Stored data:

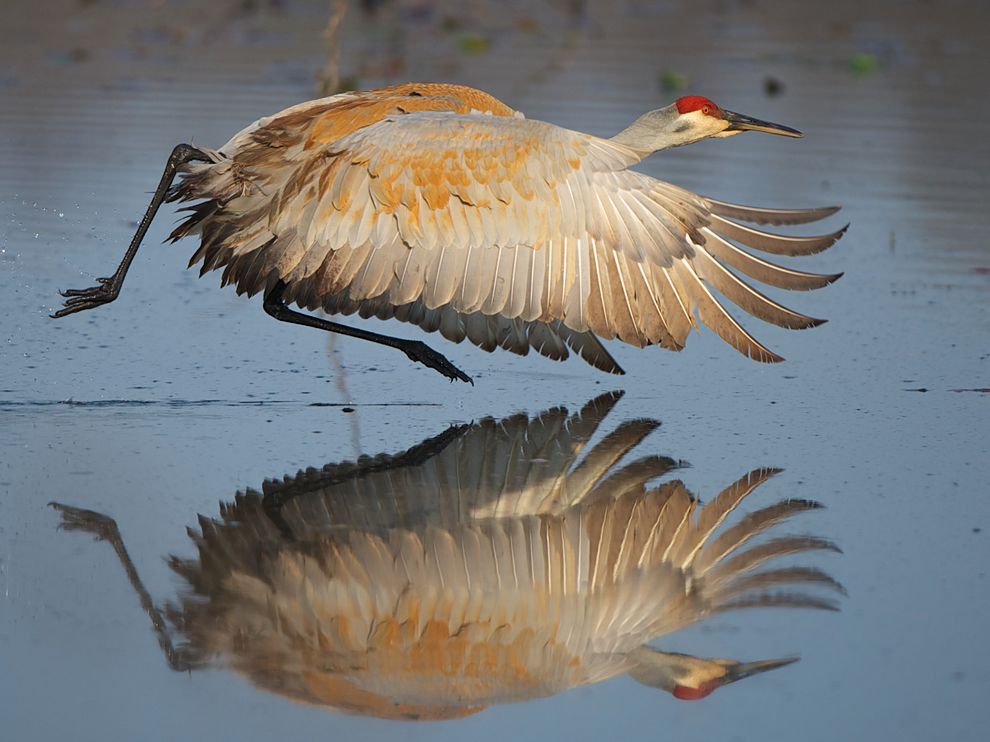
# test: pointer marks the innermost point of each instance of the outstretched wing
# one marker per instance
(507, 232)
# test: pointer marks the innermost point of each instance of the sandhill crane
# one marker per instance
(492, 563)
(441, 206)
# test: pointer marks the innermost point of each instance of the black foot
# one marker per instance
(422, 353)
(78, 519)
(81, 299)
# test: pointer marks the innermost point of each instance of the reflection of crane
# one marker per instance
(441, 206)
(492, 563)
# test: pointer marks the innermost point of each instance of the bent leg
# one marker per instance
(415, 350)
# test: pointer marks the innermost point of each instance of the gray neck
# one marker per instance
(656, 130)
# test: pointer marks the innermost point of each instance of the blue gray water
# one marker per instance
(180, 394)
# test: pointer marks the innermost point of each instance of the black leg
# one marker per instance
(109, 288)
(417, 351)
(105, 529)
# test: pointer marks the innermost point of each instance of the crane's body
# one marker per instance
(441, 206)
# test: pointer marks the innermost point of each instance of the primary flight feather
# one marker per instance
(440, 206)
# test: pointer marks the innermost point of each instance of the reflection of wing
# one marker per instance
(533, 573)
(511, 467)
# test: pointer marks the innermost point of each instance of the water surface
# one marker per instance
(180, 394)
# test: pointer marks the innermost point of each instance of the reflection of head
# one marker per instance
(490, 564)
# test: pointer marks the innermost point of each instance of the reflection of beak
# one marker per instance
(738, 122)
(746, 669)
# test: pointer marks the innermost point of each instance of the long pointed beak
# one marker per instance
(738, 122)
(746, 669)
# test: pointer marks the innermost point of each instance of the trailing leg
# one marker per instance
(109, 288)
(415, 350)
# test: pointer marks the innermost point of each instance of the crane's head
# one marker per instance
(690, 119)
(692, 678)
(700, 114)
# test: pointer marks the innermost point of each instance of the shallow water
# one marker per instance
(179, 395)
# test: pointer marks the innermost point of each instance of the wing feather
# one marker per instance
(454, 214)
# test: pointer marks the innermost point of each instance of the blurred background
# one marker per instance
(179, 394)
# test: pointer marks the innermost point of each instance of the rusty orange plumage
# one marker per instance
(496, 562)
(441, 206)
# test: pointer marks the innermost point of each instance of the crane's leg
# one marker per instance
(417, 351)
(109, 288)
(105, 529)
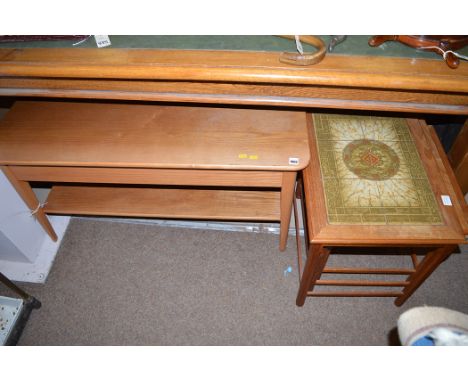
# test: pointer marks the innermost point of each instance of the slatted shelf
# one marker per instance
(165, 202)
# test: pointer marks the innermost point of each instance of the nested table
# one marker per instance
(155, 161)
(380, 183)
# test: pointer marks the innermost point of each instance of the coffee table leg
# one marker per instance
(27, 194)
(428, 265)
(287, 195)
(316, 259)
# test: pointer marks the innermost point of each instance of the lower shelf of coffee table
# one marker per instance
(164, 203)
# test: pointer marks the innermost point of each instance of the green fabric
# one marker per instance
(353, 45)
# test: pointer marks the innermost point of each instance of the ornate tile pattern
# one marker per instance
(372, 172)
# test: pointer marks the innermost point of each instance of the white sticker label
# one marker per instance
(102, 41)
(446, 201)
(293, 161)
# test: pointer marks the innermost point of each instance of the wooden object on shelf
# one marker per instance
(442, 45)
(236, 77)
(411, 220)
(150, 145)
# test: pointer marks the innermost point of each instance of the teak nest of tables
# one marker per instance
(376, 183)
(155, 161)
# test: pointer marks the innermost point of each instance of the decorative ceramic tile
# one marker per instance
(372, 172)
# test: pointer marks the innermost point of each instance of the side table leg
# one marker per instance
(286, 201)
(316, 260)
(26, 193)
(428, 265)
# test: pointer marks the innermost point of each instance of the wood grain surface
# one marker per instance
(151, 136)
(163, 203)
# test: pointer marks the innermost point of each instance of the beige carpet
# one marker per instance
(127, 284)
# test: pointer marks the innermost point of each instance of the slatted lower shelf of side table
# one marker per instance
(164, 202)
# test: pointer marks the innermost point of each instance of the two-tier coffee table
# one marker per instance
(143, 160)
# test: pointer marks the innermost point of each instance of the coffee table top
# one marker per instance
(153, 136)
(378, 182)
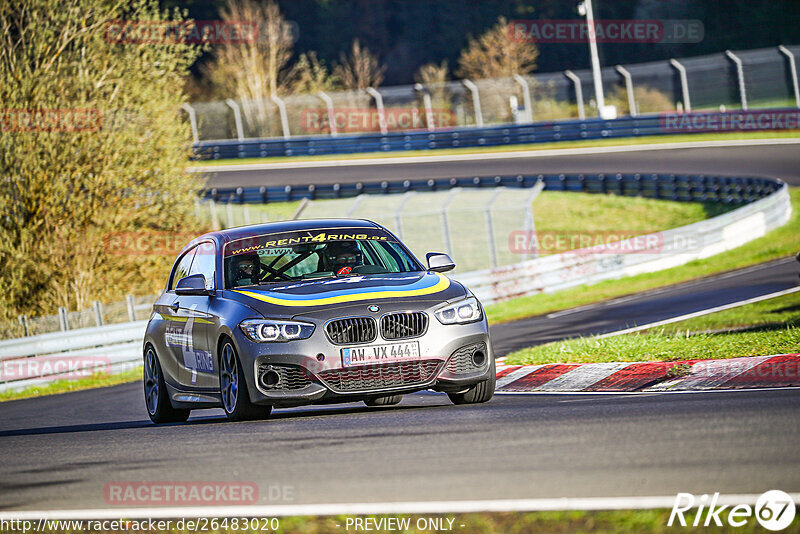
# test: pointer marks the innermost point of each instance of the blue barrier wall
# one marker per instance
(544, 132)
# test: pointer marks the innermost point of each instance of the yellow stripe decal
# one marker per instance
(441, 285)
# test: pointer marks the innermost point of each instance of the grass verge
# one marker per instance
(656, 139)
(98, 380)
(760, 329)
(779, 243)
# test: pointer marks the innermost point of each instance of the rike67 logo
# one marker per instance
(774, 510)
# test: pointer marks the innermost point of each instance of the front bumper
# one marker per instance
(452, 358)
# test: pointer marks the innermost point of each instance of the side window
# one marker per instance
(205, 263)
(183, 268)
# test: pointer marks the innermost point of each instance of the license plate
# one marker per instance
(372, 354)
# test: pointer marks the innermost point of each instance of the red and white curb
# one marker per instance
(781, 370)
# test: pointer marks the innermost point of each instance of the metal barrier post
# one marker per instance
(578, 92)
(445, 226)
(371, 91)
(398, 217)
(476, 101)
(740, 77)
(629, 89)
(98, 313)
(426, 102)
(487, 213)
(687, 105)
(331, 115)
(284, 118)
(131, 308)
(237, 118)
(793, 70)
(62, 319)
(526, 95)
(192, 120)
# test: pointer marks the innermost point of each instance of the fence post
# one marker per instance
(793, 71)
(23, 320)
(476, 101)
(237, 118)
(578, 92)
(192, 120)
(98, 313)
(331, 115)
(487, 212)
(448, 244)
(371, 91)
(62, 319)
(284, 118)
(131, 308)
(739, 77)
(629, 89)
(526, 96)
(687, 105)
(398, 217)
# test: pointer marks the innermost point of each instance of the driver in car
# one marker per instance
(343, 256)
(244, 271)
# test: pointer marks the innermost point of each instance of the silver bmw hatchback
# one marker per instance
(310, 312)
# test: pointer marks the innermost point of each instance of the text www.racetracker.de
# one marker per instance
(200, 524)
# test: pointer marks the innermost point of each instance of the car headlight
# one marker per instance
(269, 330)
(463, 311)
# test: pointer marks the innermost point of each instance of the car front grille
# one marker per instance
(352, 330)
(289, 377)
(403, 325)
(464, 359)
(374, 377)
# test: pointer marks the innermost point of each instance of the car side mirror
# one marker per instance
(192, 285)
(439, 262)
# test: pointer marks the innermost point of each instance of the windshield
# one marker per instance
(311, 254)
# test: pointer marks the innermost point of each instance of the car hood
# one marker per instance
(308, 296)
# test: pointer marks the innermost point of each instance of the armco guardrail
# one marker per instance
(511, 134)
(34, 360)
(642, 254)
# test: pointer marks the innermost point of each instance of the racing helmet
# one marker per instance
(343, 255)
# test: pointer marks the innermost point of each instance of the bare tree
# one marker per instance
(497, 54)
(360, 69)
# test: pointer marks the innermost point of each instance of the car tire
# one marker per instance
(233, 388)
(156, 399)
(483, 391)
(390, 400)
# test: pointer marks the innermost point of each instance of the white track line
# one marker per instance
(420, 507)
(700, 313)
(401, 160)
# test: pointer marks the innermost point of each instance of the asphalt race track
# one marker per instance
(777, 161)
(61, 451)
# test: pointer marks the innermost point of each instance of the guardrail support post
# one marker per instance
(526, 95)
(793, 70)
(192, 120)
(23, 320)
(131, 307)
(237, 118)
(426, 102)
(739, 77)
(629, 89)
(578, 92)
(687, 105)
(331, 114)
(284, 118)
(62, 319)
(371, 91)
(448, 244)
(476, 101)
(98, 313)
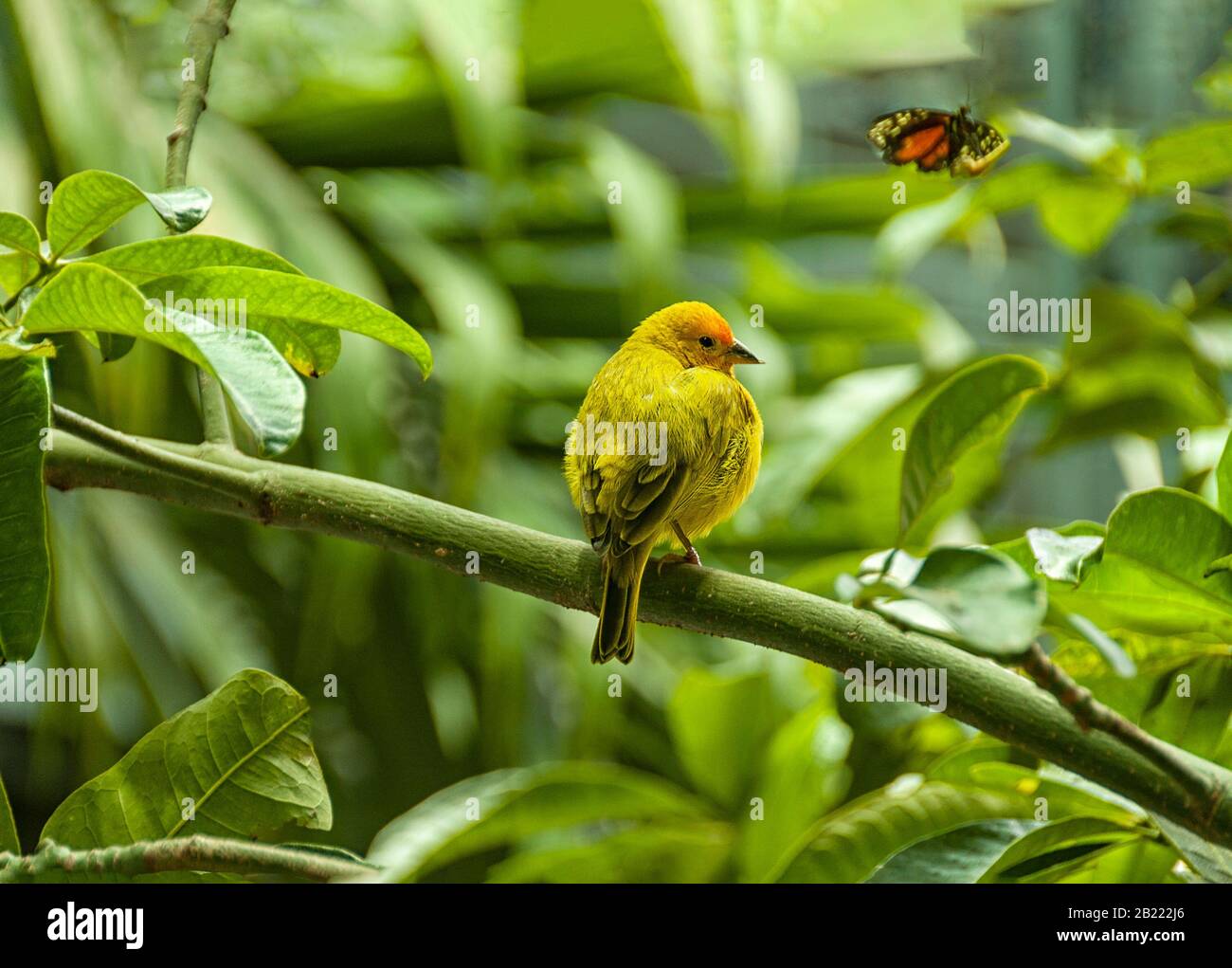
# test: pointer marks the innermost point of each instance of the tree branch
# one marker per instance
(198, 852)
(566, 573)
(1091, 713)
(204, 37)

TASK DETAILS: State only how many lines above hold the string "tree".

ANSWER SPACE: 2